Source records
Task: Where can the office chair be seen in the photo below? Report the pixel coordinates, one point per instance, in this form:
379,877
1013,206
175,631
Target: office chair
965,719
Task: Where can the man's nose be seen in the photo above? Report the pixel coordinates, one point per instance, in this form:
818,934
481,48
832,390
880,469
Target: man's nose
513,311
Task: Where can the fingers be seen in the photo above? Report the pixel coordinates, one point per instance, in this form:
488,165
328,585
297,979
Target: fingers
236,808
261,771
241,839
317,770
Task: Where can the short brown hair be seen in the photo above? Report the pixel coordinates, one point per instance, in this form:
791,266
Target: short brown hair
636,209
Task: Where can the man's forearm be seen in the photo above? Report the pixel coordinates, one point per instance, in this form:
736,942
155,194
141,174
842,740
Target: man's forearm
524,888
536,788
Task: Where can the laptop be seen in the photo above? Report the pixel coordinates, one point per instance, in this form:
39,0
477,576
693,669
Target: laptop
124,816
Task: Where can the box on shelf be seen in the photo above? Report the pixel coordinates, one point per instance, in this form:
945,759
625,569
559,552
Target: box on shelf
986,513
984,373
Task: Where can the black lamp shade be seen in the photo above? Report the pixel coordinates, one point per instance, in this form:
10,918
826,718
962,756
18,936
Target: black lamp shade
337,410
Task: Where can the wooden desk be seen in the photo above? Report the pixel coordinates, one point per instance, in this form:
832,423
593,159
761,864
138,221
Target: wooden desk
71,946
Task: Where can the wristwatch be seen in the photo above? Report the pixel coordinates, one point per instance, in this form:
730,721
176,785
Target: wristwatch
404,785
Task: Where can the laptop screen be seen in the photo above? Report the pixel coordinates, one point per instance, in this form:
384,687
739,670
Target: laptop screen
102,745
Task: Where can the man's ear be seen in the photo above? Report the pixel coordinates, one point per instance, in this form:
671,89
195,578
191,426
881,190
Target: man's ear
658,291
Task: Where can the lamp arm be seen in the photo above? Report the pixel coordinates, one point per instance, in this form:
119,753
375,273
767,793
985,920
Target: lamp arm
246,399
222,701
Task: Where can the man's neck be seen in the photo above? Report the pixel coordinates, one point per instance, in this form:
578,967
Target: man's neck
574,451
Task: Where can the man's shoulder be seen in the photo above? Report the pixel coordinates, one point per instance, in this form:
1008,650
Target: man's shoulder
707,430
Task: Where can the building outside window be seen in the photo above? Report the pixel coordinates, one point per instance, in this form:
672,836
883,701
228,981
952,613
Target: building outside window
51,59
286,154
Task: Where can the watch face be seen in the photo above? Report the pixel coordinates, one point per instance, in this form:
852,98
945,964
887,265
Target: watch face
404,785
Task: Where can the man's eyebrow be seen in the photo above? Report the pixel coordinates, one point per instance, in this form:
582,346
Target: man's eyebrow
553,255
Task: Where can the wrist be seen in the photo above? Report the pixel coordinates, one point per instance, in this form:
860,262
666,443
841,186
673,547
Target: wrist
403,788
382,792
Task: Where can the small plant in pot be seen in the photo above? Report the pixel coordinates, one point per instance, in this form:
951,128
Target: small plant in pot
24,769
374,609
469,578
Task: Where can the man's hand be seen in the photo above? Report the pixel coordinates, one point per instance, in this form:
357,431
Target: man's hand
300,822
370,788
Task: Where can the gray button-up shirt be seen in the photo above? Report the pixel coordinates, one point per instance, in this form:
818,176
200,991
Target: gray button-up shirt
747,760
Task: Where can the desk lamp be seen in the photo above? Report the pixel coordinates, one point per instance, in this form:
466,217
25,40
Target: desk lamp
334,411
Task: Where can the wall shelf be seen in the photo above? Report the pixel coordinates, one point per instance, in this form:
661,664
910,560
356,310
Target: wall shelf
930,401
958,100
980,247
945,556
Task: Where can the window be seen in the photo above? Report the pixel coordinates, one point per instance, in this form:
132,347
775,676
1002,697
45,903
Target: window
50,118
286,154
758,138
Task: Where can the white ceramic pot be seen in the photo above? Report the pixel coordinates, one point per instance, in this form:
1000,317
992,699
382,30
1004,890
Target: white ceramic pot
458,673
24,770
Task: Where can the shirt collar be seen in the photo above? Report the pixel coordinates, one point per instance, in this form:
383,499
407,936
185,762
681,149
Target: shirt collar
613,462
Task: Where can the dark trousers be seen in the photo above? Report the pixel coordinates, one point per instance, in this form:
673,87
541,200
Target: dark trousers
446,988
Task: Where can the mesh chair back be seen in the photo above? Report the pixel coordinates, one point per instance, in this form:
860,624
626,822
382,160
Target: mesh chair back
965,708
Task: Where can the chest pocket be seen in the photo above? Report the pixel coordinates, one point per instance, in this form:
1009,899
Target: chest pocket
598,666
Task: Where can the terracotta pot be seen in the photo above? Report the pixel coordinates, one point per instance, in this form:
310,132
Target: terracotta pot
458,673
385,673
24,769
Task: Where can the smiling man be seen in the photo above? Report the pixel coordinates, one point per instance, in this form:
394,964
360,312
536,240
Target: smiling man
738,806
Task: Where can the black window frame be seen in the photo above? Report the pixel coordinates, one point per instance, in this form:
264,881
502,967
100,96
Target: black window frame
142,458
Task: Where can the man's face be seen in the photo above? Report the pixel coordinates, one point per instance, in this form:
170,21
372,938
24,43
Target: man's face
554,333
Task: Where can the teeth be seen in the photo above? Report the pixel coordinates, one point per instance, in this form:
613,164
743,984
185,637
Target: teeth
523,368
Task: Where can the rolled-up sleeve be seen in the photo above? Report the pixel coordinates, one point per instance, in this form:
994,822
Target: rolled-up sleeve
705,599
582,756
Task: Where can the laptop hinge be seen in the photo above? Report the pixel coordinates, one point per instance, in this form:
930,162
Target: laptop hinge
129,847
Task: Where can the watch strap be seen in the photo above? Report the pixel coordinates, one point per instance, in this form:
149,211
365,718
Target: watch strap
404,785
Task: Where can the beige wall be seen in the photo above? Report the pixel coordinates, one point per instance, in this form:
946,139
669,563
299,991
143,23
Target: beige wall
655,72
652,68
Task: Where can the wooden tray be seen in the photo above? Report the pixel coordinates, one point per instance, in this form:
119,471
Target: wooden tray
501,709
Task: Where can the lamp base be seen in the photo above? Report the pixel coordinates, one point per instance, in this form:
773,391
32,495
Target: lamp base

> **Aim of the exercise**
Give every line above again, word for word.

> **Answer to this task**
Task: Where can the office chair be seen in the photo below? Report the pixel coordinates, one point per instance, in this form:
379,877
1013,206
175,631
Target: office chair
965,719
Task: Where can the man's nose be seen in the photo above? Report the pixel coordinates, one point per instance, in this form:
818,934
481,48
832,390
880,469
Target: man's nose
513,311
Task: Where can the fingers be seen in the photo above? Report the pixel coordinates, one point per instance, in this form:
488,165
328,585
297,979
Target: fingers
236,808
261,771
241,839
317,770
Task: Where can the short brown hair be seen in the photo above? Report the pixel coordinates, one point per instance, in this form:
791,266
Target: short brown hair
636,209
Task: Where can the man's forearm be seen in the photo above? Report the pixel coordinates, one point per instance, in this form:
736,942
155,194
141,174
842,740
Target: man's forearm
524,888
536,788
Task: Where can the laptop be seen in the photo above? Report the pixel coordinates, one point per instance, in this form:
39,0
477,576
693,669
Target: laptop
124,816
Task: Where can the box on shelf be seen in the photo above? Report the pixel coordinates, one point per instance, in this form:
945,759
625,569
559,552
Target: box on shelf
986,513
984,373
Task: Where can the black lamp shade be seen in the photo above? Report the pixel coordinates, one point per instance, in this form:
10,918
826,718
962,756
18,936
Target: black lamp shade
337,410
Task: Where can the wooden desk be seen in the photo above? Report the pixel coordinates, one point per instance, in this form:
832,423
593,159
761,864
138,221
Target: wooden desk
71,946
Task: Where can the wristwatch be seen in the photo above? Report the pixel coordinates, one point per instance, in this form:
730,721
176,785
Target: wristwatch
404,785
Task: Where can the laptop screen be seen in the photo above? Report the pixel coordinates, one point per instance, in this form:
384,687
739,670
Target: laptop screen
102,745
Task: Where can the man's ear be seen in the photo above? Report the pixel coordinates, one point per instance, in this form:
671,89
195,578
191,426
881,190
Target: man's ear
658,291
Task: Where can the lamp arm be seen in the photo above? Report the pixel coordinates, one point per instance, in this form:
119,753
375,273
767,793
985,920
Target: lamp arm
246,399
222,701
Task: Where can the man's neck be seen in the photo above? Report the pixel coordinates, one point per instance, in this form:
578,967
Target: man's neck
574,451
Task: Where can the man's shoulder be seen in the photo above? Report the pixel coordinates, one point per instance, in this form:
1008,650
Target: man's shoulder
707,430
Task: Where can the building outside window be seen in the photo above? Report the pixel coordinates, one point per instance, in this form:
672,836
883,701
228,981
952,613
Target: building outside window
51,59
286,154
Task: Where can the watch face be seen in the photo above? Report the pixel coordinates, one point per instance, in this form:
852,98
945,964
887,265
Target: watch face
404,785
Task: Where can the man's eyebrow be seen in the photo above? Report the pixel coordinates, one point per instance, in this form:
582,346
Target: man's eyebrow
553,255
Task: Where can the wrist be seen in the photo above? Report the pixel coordinates, one point per instance, in this form:
860,262
666,443
841,186
673,547
Target: wrist
403,788
382,792
Task: Where can the small plant in pot be seen in the photo above? Report the pixel coordinates, one point per instance, in this form:
951,128
Target: small plant in pot
24,769
374,609
469,578
Task: Where can the man's hand be seen in the photo above? Report the pixel coordinates, one point per instance, in this form:
357,431
Target: man's hand
300,822
370,788
Task: Where can the gray button-up shirt be seen in the photo above? Report the pixel coordinates, one point per instance, in this form:
818,176
200,991
Target: gray button-up shirt
747,760
Task: Where can the desk lamp be seen in the photo above? Report the pixel coordinates, one point per instance, in this form:
466,217
25,40
Target: desk lamp
334,411
Task: Where can the wall shelf be seen in the photo above? Report the pixel coordinates, one point per instance, in this form:
661,664
910,560
356,310
Target: wall shelf
930,401
958,100
980,247
945,556
Task: Where can the window be seen in the photo above? Report the pixel coordinates, one point per instance, in this form:
132,347
775,676
1002,697
45,903
Target: window
50,118
286,154
758,138
Task: Where can the white ceramic pot be seen in the photo above? Report the pixel coordinates, one point per instance, in this form:
1000,317
992,699
382,30
1004,890
Target: white ceramic pot
458,673
24,770
Task: Where can the shirt collar be seen in the photo above? Report the pixel coordinates, one point per instance, in this form:
383,499
407,936
185,762
681,149
Target: shirt collar
613,462
Task: Where can the dark trousers be seen in the photo above? Report the pixel coordinates, one point per instance, in this form:
673,87
541,200
Target: dark trousers
446,988
Task: Where can the mesh chair back be seen in the photo above? Report the pixel coordinates, one point per instance, in this form:
860,624
626,822
382,160
Target: mesh chair back
965,708
Task: Where can the chest pocket be seen in the photo above? Report the pixel coordinates, one point per instance, in this form:
1009,899
Target: chest pocket
598,666
Task: Where can the terracotta pot be seen in the photo above? Report the pixel coordinates, one point per instance, in this form:
310,132
Target: terracotta pot
458,673
385,673
24,769
Task: Where can the smiling man be seen in the photo above? Report the pixel coordinates, one point per instance, in this form:
394,964
360,312
536,240
Target: smiling man
738,806
Task: Where can the black window frame be seen in the photo above? Report the pixel coordinates, one point per instance, in this form:
264,881
502,967
100,96
Target: black window frame
142,458
Task: Where can the man's face be seen in the photo above? Report the pixel coordinates, one point per instance, in this form:
170,21
372,938
24,43
Target: man's face
554,333
Task: Where can the teeth be seen in the photo above? Report the pixel coordinates, one point per instance, in this form:
613,164
743,984
185,637
Target: teeth
523,368
Task: Where can the rolled-up sleeve be seen in the photo above? Report the pixel coordinates, one point per instance, in this form:
994,822
Target: rolled-up sleeve
705,599
582,756
Task: Where can the laptop hinge be seen in the photo above? Report the pixel coordinates, one point per instance, in this form:
930,162
Target: laptop hinge
129,847
Task: Where can the watch strap be seen in the photo above? Report the pixel coordinates, one point per instance, in this form:
149,211
365,718
Target: watch strap
404,785
Task: Where can the beige wall be seen in the photo above? Report the pixel coordinates, one point per instance, in this form:
946,139
669,563
299,991
143,23
Target: beige wall
655,72
652,68
Task: Where can the wooden tray be seen in the photo above? Report the pixel coordinates, one point per instance, in this form:
119,471
Target: wooden tray
501,709
Task: Where can the lamp base be seen in the photo above? Report the pixel coordinates, one point per instance, in this form:
773,391
32,495
Target: lamp base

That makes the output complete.